— START OF Dataset excerpts —

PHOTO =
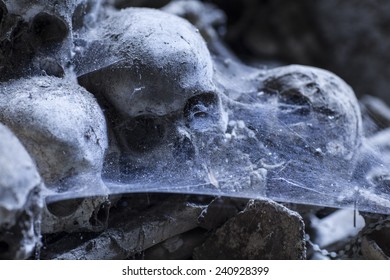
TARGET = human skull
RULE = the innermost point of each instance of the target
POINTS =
(155, 77)
(64, 130)
(40, 34)
(307, 121)
(20, 199)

— END OF Dataset excerpts —

*Problem description*. Lay out every entry above as a two-column CSV headed instruction and coordinates, one row per entry, with each field in quotes and its line breaks replaced by spaces. Leave the pictures out.

*Response to the exercise*.
instruction,coordinates
"PHOTO = TARGET = human skull RULE = the innermost point of each instance of the target POINTS =","(155, 77) (64, 130) (40, 34) (307, 121) (20, 199)"